- [The task]
The data below should be printed in full, exactly, and without any of its images.
+++
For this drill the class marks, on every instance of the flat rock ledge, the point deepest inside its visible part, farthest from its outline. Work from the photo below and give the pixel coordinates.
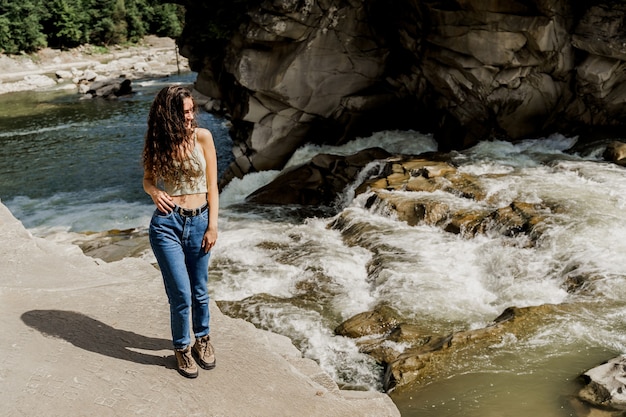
(83, 337)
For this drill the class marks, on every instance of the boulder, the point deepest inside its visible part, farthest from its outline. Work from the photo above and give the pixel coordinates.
(605, 385)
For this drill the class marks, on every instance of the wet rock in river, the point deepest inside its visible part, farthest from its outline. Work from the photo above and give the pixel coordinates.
(411, 355)
(606, 384)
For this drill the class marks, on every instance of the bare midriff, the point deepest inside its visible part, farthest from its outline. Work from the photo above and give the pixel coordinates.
(190, 201)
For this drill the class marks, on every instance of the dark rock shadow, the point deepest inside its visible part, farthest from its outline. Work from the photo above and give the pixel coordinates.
(93, 335)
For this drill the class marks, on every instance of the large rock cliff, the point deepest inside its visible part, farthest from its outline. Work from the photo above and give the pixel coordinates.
(326, 71)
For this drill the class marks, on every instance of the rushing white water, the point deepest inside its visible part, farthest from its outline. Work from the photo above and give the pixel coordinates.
(285, 269)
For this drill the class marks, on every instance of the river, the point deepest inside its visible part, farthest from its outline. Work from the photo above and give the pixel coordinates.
(69, 167)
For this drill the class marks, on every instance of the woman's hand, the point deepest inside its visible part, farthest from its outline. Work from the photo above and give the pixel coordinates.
(209, 239)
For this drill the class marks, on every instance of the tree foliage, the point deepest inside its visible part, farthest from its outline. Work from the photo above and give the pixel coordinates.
(29, 25)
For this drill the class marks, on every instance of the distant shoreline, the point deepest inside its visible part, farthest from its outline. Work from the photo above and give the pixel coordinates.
(159, 56)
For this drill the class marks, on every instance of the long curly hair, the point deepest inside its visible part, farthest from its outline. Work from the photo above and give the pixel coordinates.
(166, 135)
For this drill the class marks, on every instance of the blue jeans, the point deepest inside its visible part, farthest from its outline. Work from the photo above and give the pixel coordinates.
(176, 242)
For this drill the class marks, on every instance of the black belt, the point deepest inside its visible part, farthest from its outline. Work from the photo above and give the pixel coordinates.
(191, 212)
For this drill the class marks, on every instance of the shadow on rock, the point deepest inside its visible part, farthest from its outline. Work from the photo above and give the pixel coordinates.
(93, 335)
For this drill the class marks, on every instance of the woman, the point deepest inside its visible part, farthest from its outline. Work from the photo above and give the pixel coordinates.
(180, 175)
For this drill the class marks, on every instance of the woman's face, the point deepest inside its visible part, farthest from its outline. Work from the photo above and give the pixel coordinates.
(188, 109)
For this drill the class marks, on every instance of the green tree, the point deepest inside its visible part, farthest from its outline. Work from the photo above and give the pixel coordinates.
(64, 23)
(167, 20)
(20, 27)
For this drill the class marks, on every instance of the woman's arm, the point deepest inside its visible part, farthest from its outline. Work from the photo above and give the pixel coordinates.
(205, 139)
(161, 199)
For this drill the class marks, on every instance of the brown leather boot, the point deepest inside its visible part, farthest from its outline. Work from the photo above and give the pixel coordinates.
(204, 352)
(185, 364)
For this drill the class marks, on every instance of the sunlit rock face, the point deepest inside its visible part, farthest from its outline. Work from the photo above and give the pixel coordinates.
(322, 71)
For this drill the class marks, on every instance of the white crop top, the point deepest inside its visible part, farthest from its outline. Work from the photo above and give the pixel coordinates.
(182, 187)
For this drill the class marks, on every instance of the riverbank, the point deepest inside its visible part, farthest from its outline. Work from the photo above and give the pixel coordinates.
(84, 337)
(153, 57)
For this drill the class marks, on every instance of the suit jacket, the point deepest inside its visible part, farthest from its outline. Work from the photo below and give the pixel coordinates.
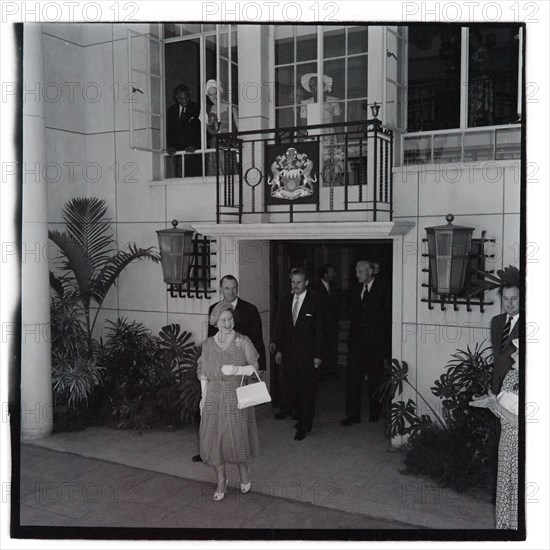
+++
- [Result of this task]
For this drill the class marks, on every instance of the flat rock ledge, the point deepest inside its visible part, farthest from its outline. Work from the photo below and give the pixel coordinates.
(83, 337)
For this drill the class marks, on every instance of the boulder, the point deepest inside its visible part, farthest from its outline. Work from the photo above and give the pixel coordinates.
(605, 385)
For this drill the class marks, on every instance of the wet rock in river, the point deepest inside its visible part, farthest from its outline. Work from the photo above and give the pixel coordinates.
(411, 355)
(606, 384)
For this drill the class marks, on every instance of the bare midriff, the point deepest inside its visible part, farthest from its outline. Work from the photo above and give the pixel coordinates.
(190, 201)
For this drill the class marks, on every instance of the dark rock shadow, the point deepest inside its visible part, farthest from its outline. Work from the photo above and give the pixel coordinates.
(93, 335)
For this drill the class marks, on every instance of the large rock cliff, the point deepest inside its visible part, farthest from its outline. Work from the photo above and give the pixel coordinates.
(326, 71)
For this drill the class marks, on every instance of the rushing white water, the point deepest inside its visible part, farthest from its outline. Work from the photo above and give the pixel coordinates.
(285, 269)
For this drill the class marks, on every instance of the river, the point deepest inside its visible part, farthest from its outline. Work from the photo above and give the pixel coordinates.
(69, 167)
For this drill the class marks, on every instance of the woman's hand, the point deepest inside its visible part, farthest from its outline. Work from the photo above and give the pixel coordinates.
(209, 239)
For this drill the class marks, on every instance of the tree foliage, the point deepest inside its visible part, farthest from its outline. Work from the photo above and give the pixel coordinates.
(29, 25)
For this drill the class marks, on every instance of the distant shoreline, the point deepest inside its visible part, farthest from its outline. Work from the photo above and give the pixel coordinates.
(159, 56)
For this drill the class marks, on every instance of the long curly hair, the point deepest inside its visible part, farthest from its outline. Work from the photo above and give the pixel coordinates.
(166, 135)
For this drill the class marks, on every instance of the blue jeans, the point deepest inside its visible part, farthest from its outline. Work from the photo above and give the pixel coordinates.
(176, 242)
For this drill the class marks, on every instance of the black belt, the point deepest inside its visible part, farthest from its outline. Work from the photo above and give the pixel coordinates.
(191, 212)
For this drill the class marks, on every instance of the shadow on rock, the point deepest inside its visible part, farthest from its outline. Work from the photo above and give the pixel coordinates.
(93, 335)
For this drill the class marks, on every instance of the woman, the point deepest inside its visible part, farthest from its outline. Work from the photo above and give the pixel coordinates.
(180, 175)
For this drill the class marks, on every instance of the woman's face, the point deepest inside its visible part, farthest from its outline. Work from the photo above and give the pixel coordinates.
(188, 109)
For this drill the class marks, on every instance of the green tree, the point deepest inside its visible part, farthest from its outline. Work from the photo above and give the pixel coordinates.
(64, 23)
(167, 20)
(20, 27)
For this drill the class marks, on every instance of the woman's arm, the point deepest inside its visible part, farthest from its outline. Work from the photo above and give the pixel coordinates.
(205, 139)
(161, 199)
For this drill the class marks, on every instance of the brown leather boot, the point deepest inside its visible part, farthest from its outline. Work from the photo above and give the pixel coordinates.
(204, 352)
(185, 364)
For this drill the class marks, on every instance of the sunlit rock face, the point deepest inside its visible part, farthest from its outline. Work from the photo above and give the pixel coordinates.
(322, 71)
For this drill the class marks, on every instance of the white crop top, the point deepest inside its visible part, farthest from its outline. Work from the photo above and give the pixel coordinates.
(182, 187)
For this drill the class marks, on every instance of the riverbank, the point deepest inside its visible part, farthest from its outline. Work from the photo above and give the pixel coordinates.
(84, 337)
(153, 57)
For this drill the class marks, on every instance of the suit jacket, the point deepest inside its visible part, farthest from its outline. Work from the photo below and give the pixel coordinates.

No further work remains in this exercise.